* _Dataset records_:
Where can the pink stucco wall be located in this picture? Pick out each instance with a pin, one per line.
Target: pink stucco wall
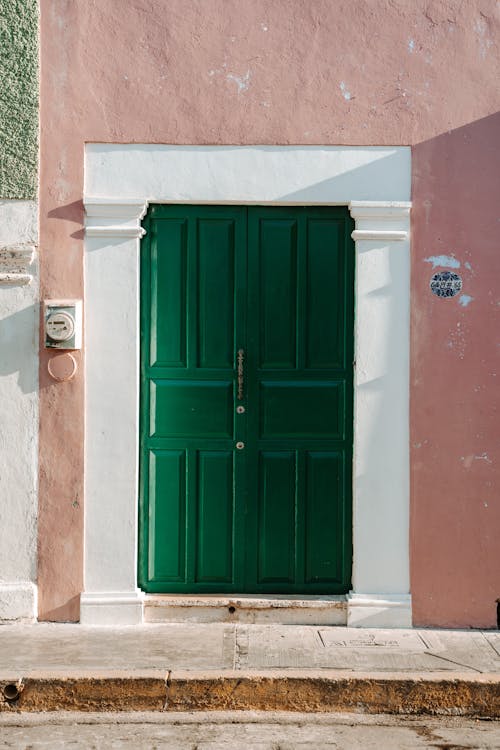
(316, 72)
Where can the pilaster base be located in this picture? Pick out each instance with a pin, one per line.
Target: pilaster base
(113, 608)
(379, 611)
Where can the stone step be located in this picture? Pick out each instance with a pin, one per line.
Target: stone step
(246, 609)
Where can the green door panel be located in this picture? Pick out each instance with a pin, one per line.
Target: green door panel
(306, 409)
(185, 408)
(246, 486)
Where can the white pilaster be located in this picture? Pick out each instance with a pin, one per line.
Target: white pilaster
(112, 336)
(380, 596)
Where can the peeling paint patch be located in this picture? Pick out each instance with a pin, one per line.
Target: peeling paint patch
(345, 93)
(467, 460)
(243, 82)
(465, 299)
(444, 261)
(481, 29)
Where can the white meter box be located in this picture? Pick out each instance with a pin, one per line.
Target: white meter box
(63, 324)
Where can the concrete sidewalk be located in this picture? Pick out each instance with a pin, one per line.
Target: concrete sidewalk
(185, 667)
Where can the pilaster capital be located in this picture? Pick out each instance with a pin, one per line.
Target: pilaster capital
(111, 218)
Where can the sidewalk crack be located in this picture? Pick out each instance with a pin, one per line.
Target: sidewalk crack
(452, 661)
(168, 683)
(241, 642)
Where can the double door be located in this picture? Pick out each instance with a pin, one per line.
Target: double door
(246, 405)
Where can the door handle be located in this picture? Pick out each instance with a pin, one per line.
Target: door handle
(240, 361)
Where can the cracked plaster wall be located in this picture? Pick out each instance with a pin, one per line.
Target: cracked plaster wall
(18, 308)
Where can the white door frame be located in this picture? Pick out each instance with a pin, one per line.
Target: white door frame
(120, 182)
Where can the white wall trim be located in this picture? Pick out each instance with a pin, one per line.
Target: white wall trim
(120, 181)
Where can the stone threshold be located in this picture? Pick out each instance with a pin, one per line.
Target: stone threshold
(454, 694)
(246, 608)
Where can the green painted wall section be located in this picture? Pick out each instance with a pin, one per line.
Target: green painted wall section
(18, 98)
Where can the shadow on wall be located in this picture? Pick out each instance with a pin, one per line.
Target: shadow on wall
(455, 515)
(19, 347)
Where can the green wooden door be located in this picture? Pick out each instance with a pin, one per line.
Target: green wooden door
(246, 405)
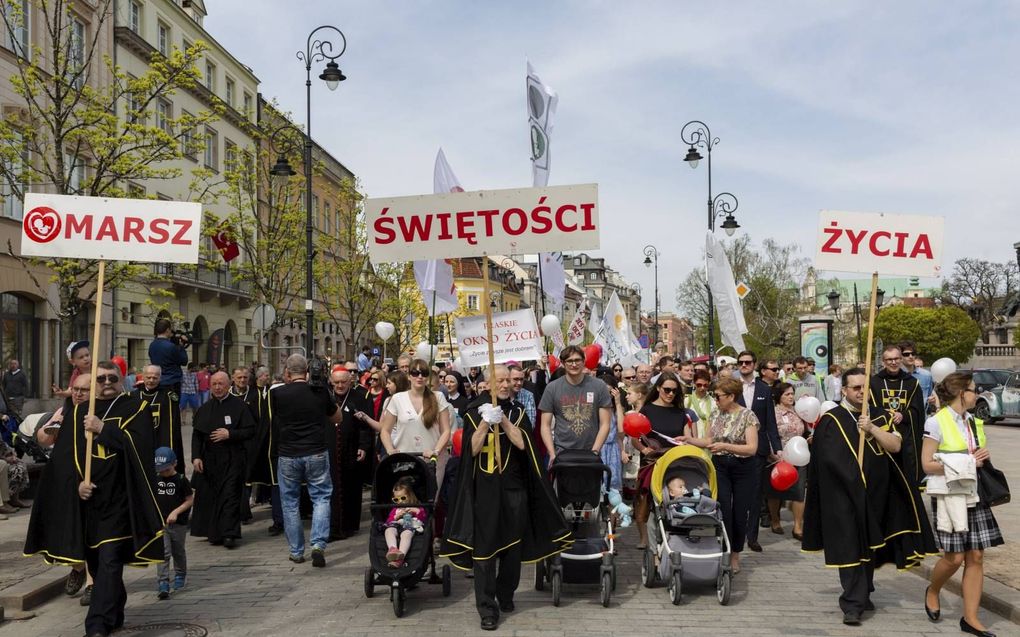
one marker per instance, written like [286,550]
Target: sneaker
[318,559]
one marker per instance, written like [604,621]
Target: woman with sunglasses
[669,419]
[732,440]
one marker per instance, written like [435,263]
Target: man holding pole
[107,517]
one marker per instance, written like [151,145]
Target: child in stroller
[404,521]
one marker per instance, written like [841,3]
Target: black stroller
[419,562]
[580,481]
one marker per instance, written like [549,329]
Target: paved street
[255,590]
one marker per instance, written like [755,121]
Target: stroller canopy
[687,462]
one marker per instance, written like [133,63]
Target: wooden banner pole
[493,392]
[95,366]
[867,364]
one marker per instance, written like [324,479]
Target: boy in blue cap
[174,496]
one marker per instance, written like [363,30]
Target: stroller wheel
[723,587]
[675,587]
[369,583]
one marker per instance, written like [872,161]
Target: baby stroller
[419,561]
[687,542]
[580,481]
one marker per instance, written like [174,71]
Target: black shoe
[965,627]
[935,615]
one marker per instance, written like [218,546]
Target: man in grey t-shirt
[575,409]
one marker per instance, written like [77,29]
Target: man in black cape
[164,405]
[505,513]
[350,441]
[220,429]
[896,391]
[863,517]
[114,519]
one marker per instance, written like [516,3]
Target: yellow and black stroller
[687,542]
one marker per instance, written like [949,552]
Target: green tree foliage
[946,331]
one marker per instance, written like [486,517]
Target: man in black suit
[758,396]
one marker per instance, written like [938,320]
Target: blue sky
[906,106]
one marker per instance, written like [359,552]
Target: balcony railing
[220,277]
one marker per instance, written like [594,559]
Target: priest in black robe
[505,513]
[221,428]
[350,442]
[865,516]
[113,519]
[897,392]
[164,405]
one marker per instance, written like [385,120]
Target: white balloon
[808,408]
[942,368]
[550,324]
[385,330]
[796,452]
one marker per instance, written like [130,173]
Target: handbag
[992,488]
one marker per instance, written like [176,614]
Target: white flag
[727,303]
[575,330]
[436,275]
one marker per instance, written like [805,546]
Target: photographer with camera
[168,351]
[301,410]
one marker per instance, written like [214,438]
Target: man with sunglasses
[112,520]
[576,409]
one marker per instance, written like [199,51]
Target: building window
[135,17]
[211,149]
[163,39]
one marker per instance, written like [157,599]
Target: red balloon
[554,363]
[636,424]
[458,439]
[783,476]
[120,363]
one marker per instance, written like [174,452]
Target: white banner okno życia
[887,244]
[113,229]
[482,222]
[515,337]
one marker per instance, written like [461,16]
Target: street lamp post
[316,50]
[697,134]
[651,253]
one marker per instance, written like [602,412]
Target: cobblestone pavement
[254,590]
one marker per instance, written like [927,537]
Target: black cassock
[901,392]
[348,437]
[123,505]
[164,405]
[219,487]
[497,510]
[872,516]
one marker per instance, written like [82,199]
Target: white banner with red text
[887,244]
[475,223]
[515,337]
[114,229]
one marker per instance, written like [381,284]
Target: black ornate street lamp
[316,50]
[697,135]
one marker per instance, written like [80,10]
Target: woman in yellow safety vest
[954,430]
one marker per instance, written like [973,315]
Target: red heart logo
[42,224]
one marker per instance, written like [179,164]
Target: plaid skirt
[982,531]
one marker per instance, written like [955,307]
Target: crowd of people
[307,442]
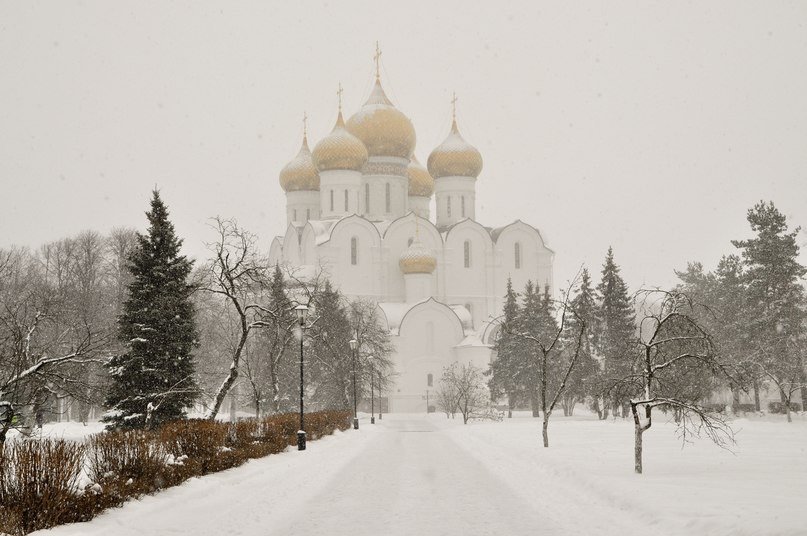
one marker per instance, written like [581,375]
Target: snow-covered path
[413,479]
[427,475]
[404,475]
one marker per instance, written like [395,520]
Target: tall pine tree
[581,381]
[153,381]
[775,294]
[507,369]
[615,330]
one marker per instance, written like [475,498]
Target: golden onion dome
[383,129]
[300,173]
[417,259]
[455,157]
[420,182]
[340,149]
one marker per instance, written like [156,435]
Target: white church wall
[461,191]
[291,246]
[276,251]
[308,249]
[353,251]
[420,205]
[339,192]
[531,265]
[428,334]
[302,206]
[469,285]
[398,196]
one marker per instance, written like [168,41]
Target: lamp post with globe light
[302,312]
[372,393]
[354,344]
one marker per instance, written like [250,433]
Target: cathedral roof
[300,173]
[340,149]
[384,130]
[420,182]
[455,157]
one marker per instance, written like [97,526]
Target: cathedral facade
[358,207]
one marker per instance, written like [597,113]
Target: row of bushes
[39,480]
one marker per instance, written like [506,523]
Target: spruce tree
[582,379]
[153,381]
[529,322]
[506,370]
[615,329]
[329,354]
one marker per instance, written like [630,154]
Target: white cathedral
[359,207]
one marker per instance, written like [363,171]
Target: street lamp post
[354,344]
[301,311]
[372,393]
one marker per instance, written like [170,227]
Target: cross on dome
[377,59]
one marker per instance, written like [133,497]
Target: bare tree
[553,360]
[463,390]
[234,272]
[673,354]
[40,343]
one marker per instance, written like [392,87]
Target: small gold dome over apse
---
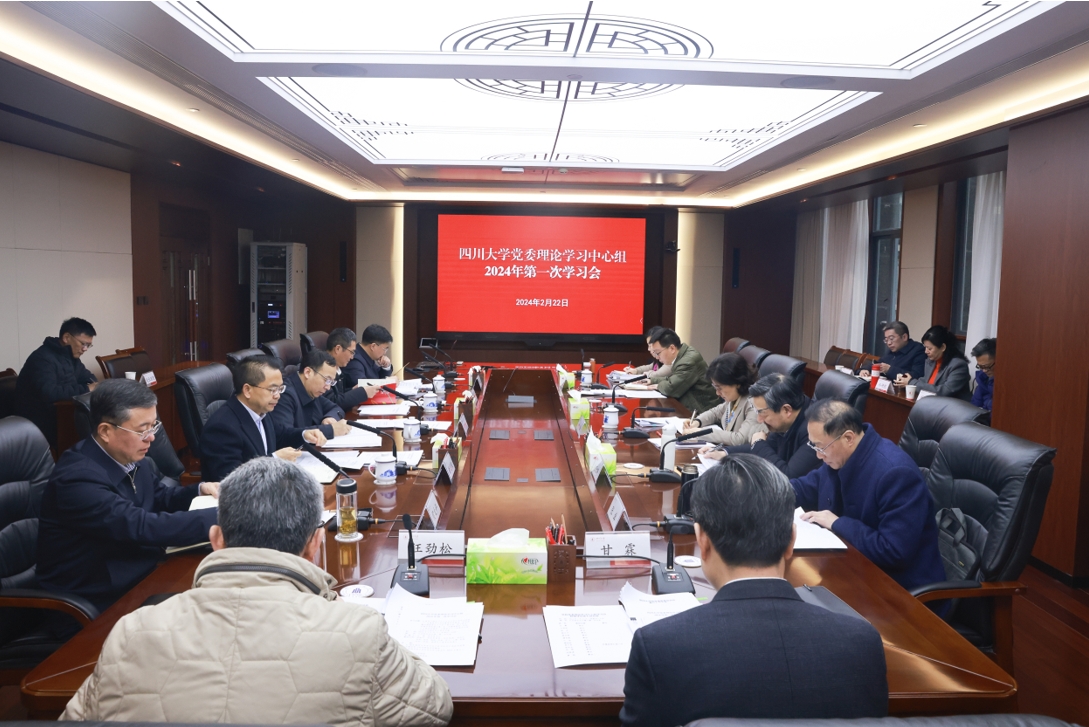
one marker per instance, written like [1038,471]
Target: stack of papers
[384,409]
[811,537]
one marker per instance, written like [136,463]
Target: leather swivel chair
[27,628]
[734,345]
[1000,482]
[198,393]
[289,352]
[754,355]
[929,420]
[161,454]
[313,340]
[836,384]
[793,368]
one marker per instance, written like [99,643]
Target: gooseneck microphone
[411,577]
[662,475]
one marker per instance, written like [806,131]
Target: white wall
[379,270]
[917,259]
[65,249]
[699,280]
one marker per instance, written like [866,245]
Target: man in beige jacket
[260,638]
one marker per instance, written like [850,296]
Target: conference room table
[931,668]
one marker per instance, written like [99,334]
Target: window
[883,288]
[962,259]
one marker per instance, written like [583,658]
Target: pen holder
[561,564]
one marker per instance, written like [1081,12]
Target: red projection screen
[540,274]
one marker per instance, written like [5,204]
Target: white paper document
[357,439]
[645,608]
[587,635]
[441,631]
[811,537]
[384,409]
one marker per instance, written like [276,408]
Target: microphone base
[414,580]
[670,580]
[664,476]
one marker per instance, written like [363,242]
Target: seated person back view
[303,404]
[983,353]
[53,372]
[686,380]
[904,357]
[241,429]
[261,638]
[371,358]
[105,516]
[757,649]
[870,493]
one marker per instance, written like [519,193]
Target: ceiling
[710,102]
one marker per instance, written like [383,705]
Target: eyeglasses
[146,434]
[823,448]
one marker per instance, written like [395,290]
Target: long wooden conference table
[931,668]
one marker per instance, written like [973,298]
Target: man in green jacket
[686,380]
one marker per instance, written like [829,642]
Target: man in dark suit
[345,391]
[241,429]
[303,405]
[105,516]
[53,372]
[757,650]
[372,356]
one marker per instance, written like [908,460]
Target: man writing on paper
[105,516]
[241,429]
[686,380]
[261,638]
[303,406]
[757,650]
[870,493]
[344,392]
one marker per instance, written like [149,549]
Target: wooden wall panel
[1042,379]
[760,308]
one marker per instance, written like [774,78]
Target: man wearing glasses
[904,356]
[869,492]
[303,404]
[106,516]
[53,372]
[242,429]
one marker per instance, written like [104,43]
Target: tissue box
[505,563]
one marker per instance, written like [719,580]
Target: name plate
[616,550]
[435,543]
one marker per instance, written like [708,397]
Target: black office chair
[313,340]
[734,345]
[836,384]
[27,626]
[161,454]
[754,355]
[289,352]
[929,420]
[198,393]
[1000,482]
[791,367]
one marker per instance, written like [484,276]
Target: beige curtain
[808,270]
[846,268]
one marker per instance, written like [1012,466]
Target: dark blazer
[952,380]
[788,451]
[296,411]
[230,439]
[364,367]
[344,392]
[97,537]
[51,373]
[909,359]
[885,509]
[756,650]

* _Requirement_:
Extract from the records above the lines from the one containing "Target: man in beige jacket" to the one containing "one marker per instance, written like [908,460]", both lines included, exactly as they appear and with nothing else.

* _Reply to the task_:
Target: man in beige jacket
[260,638]
one marker per instance, written like [850,296]
Target: conference room table
[931,668]
one marker per instance, written like [99,334]
Target: window
[883,288]
[962,259]
one marker per instance, written like [583,658]
Target: pen holder
[561,564]
one marker per instance, written like [1081,12]
Target: red projection screen
[540,274]
one marker per instance, written like [5,204]
Target: white paper document
[357,439]
[645,608]
[587,635]
[441,631]
[811,537]
[384,409]
one marker per instance, written like [276,408]
Target: microphone base
[414,580]
[670,580]
[664,476]
one marker per instance, written like [363,242]
Target: seated person back view
[303,404]
[983,353]
[53,372]
[686,380]
[904,357]
[241,429]
[261,638]
[371,358]
[105,516]
[757,649]
[870,493]
one marker per instance, written like [519,193]
Target: ceiling
[710,102]
one marker per instance, written like [383,705]
Target: eyeglasses
[146,434]
[823,448]
one marker per instance, written like [395,290]
Target: long wooden conference table
[931,668]
one marker per instance, written like [973,298]
Target: man in green jacket
[686,380]
one marker per instance, written like [829,642]
Target: man in dark suit
[345,391]
[241,429]
[303,405]
[105,516]
[53,372]
[757,650]
[372,356]
one marker per instance, written like [908,460]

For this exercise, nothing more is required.